> [Exercise instructions]:
Would you please output only the lines from the one containing "q=yellow petal" through the end of the entries below, exactly as written?

> [Referring expression grounding data]:
⟨

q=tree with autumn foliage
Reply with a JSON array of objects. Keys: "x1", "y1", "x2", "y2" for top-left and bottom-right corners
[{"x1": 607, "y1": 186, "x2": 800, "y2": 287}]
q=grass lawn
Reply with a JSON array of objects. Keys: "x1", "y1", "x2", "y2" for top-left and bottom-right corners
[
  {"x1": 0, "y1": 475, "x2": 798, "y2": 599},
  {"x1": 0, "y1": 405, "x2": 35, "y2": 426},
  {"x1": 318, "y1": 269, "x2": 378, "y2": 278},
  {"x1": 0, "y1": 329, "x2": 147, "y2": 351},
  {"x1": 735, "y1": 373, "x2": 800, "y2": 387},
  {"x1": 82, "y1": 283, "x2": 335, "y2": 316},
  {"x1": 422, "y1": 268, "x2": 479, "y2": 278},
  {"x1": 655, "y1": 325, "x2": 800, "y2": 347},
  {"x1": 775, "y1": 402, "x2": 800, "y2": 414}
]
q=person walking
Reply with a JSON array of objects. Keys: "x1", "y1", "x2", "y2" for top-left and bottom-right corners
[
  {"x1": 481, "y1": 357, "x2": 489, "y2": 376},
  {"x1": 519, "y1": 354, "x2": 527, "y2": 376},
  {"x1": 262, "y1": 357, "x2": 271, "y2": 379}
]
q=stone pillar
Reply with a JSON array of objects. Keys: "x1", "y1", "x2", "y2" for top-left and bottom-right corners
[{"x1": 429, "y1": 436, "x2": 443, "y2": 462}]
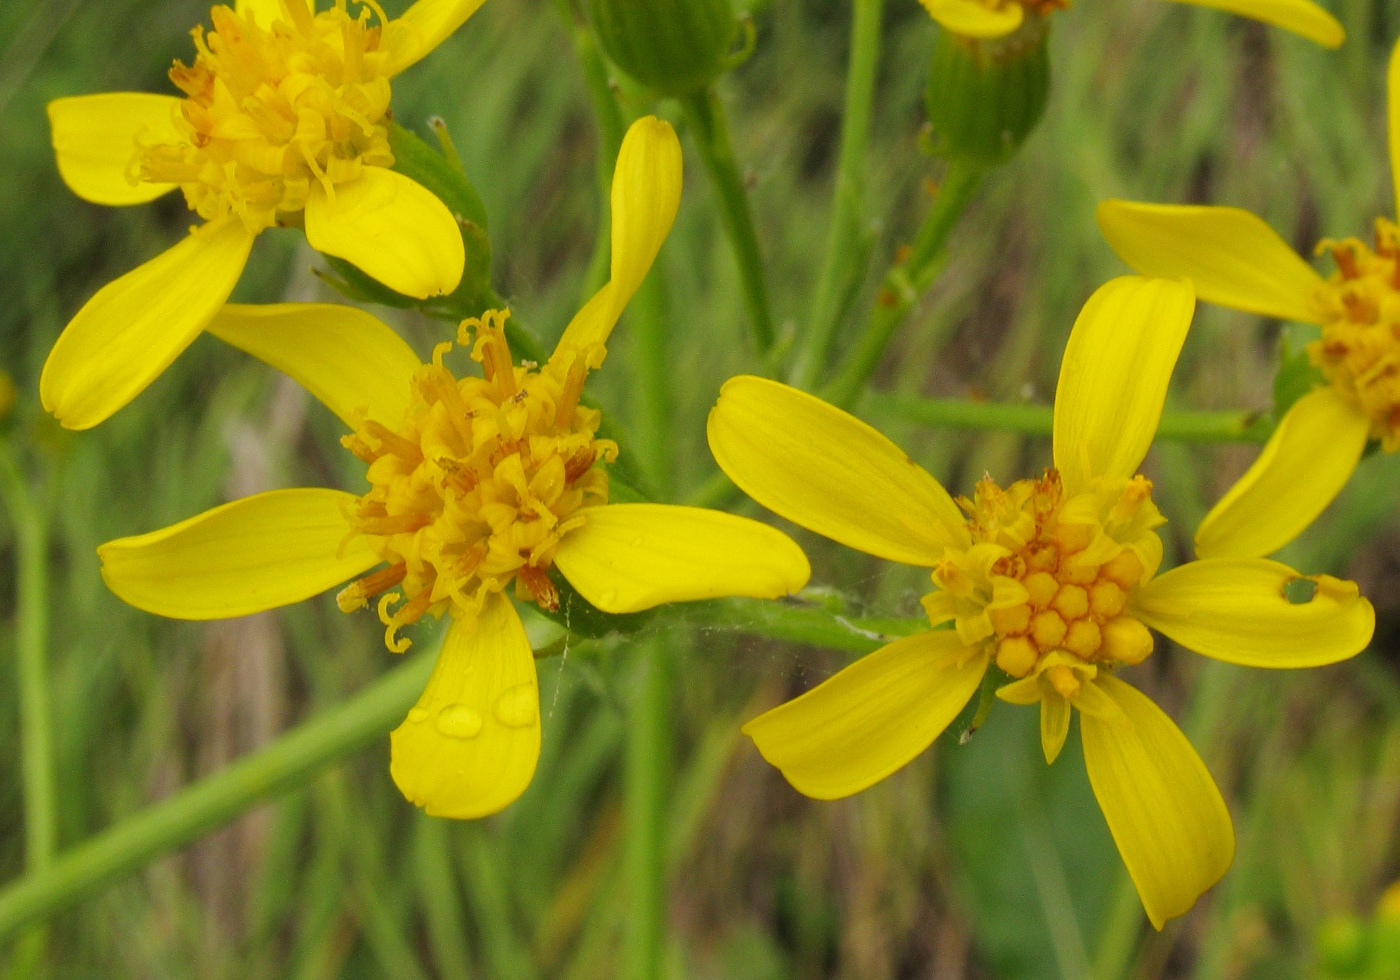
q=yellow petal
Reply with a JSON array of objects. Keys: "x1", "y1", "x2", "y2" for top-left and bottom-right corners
[
  {"x1": 390, "y1": 594, "x2": 539, "y2": 819},
  {"x1": 234, "y1": 0, "x2": 313, "y2": 27},
  {"x1": 1391, "y1": 36, "x2": 1400, "y2": 217},
  {"x1": 707, "y1": 376, "x2": 970, "y2": 566},
  {"x1": 919, "y1": 0, "x2": 1023, "y2": 37},
  {"x1": 743, "y1": 632, "x2": 988, "y2": 800},
  {"x1": 1041, "y1": 694, "x2": 1071, "y2": 765},
  {"x1": 98, "y1": 488, "x2": 377, "y2": 619},
  {"x1": 41, "y1": 221, "x2": 255, "y2": 430},
  {"x1": 555, "y1": 117, "x2": 683, "y2": 355},
  {"x1": 305, "y1": 168, "x2": 464, "y2": 300},
  {"x1": 1097, "y1": 201, "x2": 1324, "y2": 324},
  {"x1": 208, "y1": 303, "x2": 421, "y2": 430},
  {"x1": 1080, "y1": 675, "x2": 1234, "y2": 931},
  {"x1": 1132, "y1": 558, "x2": 1375, "y2": 668},
  {"x1": 1164, "y1": 0, "x2": 1342, "y2": 45},
  {"x1": 1053, "y1": 276, "x2": 1196, "y2": 493},
  {"x1": 1195, "y1": 388, "x2": 1369, "y2": 560},
  {"x1": 48, "y1": 93, "x2": 181, "y2": 206},
  {"x1": 383, "y1": 0, "x2": 490, "y2": 75},
  {"x1": 553, "y1": 503, "x2": 810, "y2": 614}
]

⟩

> [Exercise output]:
q=yellow petal
Reply with a JSON array of objects. Keys: "x1", "y1", "x2", "y2" for top-left and bottom-right corners
[
  {"x1": 390, "y1": 594, "x2": 539, "y2": 819},
  {"x1": 234, "y1": 0, "x2": 313, "y2": 27},
  {"x1": 1391, "y1": 36, "x2": 1400, "y2": 217},
  {"x1": 707, "y1": 376, "x2": 970, "y2": 566},
  {"x1": 919, "y1": 0, "x2": 1023, "y2": 37},
  {"x1": 743, "y1": 632, "x2": 988, "y2": 800},
  {"x1": 1041, "y1": 694, "x2": 1071, "y2": 765},
  {"x1": 98, "y1": 488, "x2": 377, "y2": 619},
  {"x1": 41, "y1": 221, "x2": 255, "y2": 430},
  {"x1": 555, "y1": 117, "x2": 683, "y2": 355},
  {"x1": 305, "y1": 168, "x2": 464, "y2": 300},
  {"x1": 1097, "y1": 201, "x2": 1324, "y2": 324},
  {"x1": 208, "y1": 303, "x2": 421, "y2": 430},
  {"x1": 1080, "y1": 675, "x2": 1234, "y2": 931},
  {"x1": 1132, "y1": 558, "x2": 1375, "y2": 668},
  {"x1": 1164, "y1": 0, "x2": 1342, "y2": 45},
  {"x1": 1053, "y1": 276, "x2": 1196, "y2": 493},
  {"x1": 1195, "y1": 388, "x2": 1369, "y2": 560},
  {"x1": 48, "y1": 93, "x2": 181, "y2": 206},
  {"x1": 383, "y1": 0, "x2": 490, "y2": 75},
  {"x1": 553, "y1": 503, "x2": 810, "y2": 614}
]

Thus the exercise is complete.